*YOUR TASK*: Report the count of lines in the records that contain "person", without any added text.

____ MATERIAL PROVIDED

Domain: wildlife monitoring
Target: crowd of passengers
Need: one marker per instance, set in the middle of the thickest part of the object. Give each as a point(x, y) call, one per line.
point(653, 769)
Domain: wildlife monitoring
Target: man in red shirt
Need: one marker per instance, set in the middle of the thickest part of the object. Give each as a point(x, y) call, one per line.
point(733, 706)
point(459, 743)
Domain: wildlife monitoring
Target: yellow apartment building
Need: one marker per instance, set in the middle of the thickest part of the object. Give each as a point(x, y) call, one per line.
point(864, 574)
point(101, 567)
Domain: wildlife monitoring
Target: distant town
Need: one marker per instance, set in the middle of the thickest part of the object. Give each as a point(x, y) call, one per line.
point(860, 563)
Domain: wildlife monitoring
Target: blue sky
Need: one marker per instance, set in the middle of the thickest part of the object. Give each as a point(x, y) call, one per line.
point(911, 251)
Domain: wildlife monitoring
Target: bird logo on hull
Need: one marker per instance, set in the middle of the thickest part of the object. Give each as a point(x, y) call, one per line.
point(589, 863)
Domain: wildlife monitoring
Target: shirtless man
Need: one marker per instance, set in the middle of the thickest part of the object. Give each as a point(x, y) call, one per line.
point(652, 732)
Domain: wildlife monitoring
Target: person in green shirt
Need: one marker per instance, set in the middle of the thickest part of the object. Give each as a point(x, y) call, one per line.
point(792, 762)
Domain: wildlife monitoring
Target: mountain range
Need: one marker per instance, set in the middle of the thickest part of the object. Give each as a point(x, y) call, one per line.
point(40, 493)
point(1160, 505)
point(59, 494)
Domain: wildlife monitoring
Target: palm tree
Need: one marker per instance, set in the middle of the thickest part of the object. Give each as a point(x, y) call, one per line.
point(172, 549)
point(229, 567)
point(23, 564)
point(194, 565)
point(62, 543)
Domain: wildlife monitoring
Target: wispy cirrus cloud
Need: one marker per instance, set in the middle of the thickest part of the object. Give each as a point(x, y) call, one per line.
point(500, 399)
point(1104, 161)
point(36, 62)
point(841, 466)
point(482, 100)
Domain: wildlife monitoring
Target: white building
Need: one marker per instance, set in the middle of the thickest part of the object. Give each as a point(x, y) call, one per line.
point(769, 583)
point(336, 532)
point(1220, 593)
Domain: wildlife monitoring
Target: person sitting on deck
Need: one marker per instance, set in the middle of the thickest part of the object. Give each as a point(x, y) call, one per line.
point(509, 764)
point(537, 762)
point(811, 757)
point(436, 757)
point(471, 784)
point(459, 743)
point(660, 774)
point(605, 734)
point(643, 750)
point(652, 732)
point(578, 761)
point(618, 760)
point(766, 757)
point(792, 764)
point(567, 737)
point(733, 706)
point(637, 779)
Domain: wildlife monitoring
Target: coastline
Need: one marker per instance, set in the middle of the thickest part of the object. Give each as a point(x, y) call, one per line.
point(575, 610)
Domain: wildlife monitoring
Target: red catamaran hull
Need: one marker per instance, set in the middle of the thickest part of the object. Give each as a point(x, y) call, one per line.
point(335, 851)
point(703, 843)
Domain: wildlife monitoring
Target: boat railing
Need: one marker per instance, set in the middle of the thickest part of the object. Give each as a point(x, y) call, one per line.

________

*YOUR SOLUTION*: 2